§ **課題 a**
記録のうち、「the white hair?」を含む行から記録の最後までを、一字も変えずにそのまま書き写してください。

§ **本文**
● ● ● ● ●
一般の確率空間

確率・統計 - 第2講

(Press ? for help, n and p for next and previous slide)

村田 昇

前回のおさらい

  • 有限試行の確率空間
    • 確率論の基本用語 : 試行,標本点,標本空間,事象
    • 事象は標本空間の部分集合
    • 事象の演算は集合の演算と等価
    • 確率測度の基本的な性質(正値性,加法性,全確率)
    • 確率空間は標本空間,事象の集合,確率測度の3つ組

有理数の可算性

可算集合

  • 定義

    集合の全ての要素に自然数で順番に番号が与えられることを 可算 (可付番) (enumerable, countable) という.

  • 自明な可算集合の例
    • 要素が有限個の集合
    • 自然数

有理数の可算性

  • 区間 \((0,1)\) に含まれる全ての有理数は可算

    • 有理数と自然数に1対1の対応があることを示せばよい
    分子\分母 2 3 4 5 6 \(\cdots\)
    1 1/2 1/3 1/4 1/5 1/6 \(\cdots\)
    2   2/3 2/4 2/5 2/6 \(\cdots\)
    3     3/4 3/5 3/6 \(\cdots\)
    4       4/5 4/6 \(\cdots\)
    5         5/6 \(\cdots\)
    \(\vdots\)           \(\cdots\)
    • 対応づけ出来そうだが規則の記述は難しそう

Bernsteinの定理

  • 1対1の対応が存在することを示す代わりに, \(A\)と\(B\)の部分集合, および \(A\)の部分集合と\(B\)の間に それぞれ1対1の対応が存在することを示せばよい.

bernstein.png

Figure 1: Bernsteinの定理

有理数の可算性 (再考)
● ● ● ● ●
§ **入力**
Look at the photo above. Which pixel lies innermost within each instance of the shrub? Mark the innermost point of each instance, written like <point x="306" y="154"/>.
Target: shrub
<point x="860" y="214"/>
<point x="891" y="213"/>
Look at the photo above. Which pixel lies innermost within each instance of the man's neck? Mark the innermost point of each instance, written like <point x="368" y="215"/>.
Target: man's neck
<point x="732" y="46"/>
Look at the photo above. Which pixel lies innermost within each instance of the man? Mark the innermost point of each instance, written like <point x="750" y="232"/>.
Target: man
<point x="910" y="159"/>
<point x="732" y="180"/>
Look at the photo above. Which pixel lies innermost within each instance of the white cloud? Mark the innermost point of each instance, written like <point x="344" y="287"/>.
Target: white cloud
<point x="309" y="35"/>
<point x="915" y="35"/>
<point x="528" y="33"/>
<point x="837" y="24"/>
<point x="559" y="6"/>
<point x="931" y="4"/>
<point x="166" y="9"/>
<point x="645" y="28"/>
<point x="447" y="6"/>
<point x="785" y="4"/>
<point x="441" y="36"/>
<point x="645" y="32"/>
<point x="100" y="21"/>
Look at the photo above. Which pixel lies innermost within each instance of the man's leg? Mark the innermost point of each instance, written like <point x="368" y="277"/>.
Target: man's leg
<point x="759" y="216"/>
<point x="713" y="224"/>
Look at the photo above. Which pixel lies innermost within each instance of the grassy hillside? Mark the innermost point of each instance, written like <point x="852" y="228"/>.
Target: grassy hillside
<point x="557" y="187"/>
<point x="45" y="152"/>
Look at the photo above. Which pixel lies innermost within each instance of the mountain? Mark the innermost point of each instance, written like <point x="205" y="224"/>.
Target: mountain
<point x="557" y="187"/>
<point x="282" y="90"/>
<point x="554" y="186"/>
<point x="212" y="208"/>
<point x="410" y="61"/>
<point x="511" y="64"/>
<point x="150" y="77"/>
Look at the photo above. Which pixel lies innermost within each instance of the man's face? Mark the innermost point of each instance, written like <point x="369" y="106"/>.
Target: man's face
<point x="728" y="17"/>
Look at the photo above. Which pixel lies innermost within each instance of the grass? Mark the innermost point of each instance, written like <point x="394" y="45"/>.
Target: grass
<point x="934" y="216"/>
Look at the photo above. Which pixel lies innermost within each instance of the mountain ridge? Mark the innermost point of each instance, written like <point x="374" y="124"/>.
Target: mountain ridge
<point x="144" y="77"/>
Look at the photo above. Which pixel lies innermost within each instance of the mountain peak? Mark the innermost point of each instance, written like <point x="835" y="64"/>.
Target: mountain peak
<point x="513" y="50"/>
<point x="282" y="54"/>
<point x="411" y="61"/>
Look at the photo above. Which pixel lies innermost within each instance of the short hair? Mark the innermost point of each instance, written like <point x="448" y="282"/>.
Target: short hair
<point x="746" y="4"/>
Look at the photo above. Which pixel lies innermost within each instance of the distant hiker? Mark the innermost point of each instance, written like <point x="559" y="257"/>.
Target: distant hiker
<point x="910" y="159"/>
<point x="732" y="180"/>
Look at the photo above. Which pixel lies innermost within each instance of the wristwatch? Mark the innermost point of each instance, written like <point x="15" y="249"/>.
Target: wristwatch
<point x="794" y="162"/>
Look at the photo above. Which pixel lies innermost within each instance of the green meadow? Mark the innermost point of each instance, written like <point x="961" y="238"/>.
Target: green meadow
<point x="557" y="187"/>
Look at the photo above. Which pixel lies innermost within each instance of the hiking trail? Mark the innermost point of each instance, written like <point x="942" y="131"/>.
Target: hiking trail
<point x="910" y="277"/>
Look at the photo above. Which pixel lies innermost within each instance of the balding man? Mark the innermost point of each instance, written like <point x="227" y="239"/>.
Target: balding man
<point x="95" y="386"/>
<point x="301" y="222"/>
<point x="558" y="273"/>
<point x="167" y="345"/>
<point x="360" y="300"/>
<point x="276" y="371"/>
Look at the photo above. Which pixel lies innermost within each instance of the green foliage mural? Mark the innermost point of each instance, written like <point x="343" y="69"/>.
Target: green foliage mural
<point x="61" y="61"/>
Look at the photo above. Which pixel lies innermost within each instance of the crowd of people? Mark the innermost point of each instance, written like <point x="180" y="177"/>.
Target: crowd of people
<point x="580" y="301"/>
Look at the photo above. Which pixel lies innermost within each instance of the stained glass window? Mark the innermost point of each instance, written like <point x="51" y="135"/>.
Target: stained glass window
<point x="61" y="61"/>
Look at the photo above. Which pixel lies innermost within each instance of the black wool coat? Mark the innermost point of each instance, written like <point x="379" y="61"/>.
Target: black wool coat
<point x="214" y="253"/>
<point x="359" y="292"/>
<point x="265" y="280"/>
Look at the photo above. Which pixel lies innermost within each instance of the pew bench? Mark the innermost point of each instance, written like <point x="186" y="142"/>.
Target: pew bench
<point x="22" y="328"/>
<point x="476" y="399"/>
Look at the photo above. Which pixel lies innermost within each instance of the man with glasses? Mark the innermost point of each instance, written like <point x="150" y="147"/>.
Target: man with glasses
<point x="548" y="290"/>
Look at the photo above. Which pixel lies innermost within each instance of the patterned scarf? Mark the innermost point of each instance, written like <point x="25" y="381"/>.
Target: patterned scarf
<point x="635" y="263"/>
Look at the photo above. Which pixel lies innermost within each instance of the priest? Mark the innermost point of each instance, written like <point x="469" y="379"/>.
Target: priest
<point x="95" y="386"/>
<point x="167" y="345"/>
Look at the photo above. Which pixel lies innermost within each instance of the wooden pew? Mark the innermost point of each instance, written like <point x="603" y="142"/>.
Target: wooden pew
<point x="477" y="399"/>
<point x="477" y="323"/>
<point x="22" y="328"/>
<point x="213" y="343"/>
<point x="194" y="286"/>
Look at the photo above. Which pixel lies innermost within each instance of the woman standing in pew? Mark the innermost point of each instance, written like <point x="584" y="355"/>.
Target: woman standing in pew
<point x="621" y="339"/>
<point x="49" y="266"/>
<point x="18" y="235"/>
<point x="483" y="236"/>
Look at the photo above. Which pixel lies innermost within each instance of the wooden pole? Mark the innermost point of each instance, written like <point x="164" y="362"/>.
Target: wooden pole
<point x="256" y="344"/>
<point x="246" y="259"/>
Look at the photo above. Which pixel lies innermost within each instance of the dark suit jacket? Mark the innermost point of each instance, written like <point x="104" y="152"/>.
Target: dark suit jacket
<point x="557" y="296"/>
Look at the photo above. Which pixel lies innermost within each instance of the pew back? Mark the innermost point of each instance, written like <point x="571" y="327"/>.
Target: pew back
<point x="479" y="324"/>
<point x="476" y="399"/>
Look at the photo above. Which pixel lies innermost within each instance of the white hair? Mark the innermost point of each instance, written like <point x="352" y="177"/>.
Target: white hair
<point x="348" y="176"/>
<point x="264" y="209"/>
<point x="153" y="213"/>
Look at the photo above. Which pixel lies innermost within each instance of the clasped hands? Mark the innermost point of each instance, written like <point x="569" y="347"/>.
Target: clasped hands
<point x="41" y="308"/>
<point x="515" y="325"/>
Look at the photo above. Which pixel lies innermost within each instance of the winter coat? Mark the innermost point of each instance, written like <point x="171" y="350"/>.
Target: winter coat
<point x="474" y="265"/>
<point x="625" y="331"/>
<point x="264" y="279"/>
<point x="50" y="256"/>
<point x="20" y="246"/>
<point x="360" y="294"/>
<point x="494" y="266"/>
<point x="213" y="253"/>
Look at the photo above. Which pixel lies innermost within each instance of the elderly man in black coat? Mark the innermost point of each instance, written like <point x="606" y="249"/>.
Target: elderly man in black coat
● ● ● ● ●
§ **課題 b**
一般の確率空間についての講義資料を、終わっているところから続けて書いてください。

§ **結果 a**
Look at the photo above. Which pixel lies innermost within each instance of the white hair? Mark the innermost point of each instance, written like <point x="352" y="177"/>.
Target: white hair
<point x="348" y="176"/>
<point x="264" y="209"/>
<point x="153" y="213"/>
Look at the photo above. Which pixel lies innermost within each instance of the clasped hands? Mark the innermost point of each instance, written like <point x="569" y="347"/>.
Target: clasped hands
<point x="41" y="308"/>
<point x="515" y="325"/>
Look at the photo above. Which pixel lies innermost within each instance of the winter coat? Mark the innermost point of each instance, written like <point x="171" y="350"/>.
Target: winter coat
<point x="474" y="265"/>
<point x="625" y="331"/>
<point x="264" y="279"/>
<point x="50" y="256"/>
<point x="20" y="246"/>
<point x="360" y="294"/>
<point x="494" y="266"/>
<point x="213" y="253"/>
Look at the photo above. Which pixel lies innermost within each instance of the elderly man in black coat? Mark the innermost point of each instance, written like <point x="606" y="249"/>.
Target: elderly man in black coat

§ **結果 b**
  • Bernstein の定理を用いた場合
    • 全ての自然数 \(n\) から有理数の部分集合 \(1/q\) への1対1対応

      \begin{equation} n\mapsto \frac{1}{q}=\frac{1}{n+1} \end{equation}

      (有理数としては \(1/q\) の形しか用いない)

    • 全ての有理数 \(p/q\) から自然数 \(n\) の部分集合への1対1対応

      \begin{equation} \frac{p}{q} \mapsto n=2^{p}\times 3^{q} \end{equation}

      (自然数としては2と3の倍数しか用いない)

演習

練習問題

  • 整数が可算であることを示せ.
  • 自然数の組 \((m,n)\) が可算であるかどうか論じよ.
  • 1以上の有理数が可算であるかどうか論じよ.

無理数の非可算性

非可算集合

  • 定義

    可算でないことを 非可算 (unenumerable, uncountable) という.(不可算と書かれている場合もある)

  • 非可算集合の例
    • 区間 \((0,1)\) に含まれる無理数
    • 実数全体

Cantorの対角線論法

  • 無理数の非可算性の証明 (背理法)
  • 証明の概要 (詳しくは講義資料)
    • その1

      区間 \((0,1)\) に含まれる 無理数の集合は可算 と仮定する.

    • その2

      有理数の集合は可算なので, 仮定より無理数と有理数の和である実数も可算となる.

  • 証明 (つづき)
    • その3

      自然数との対応付けを行い,番号順に並べる.

      \begin{equation} \begin{array}{cc@{\,}c@{\,}c@{\,}c@{\,}c@{\,}c} 1:&0.&d^{1}_{1}&d^{1}_{2}&d^{1}_{3}&d^{1}_{4}&\dotsm\\ 2:&0.&d^{2}_{1}&d^{2}_{2}&d^{2}_{3}&d^{2}_{4}&\dotsm\\ 3:&0.&d^{3}_{1}&d^{3}_{2}&d^{3}_{3}&d^{3}_{4}&\dotsm\\ 4:&0.&d^{4}_{1}&d^{4}_{2}&d^{4}_{3}&d^{4}_{4}&\dotsm\\ \vdots&&&\vdots \end{array} \end{equation}

      ただし,有限桁の小数の場合は \(0\) で埋める.

  • 証明 (つづき)
    • その4

      第n番の数の第n桁目 \(d^{n}_{n}\) とは 異なる数 \(\tilde{d}^{n}_{n}\not=d^{n}_{n}\) を選び,これらを並べた次の数を考える.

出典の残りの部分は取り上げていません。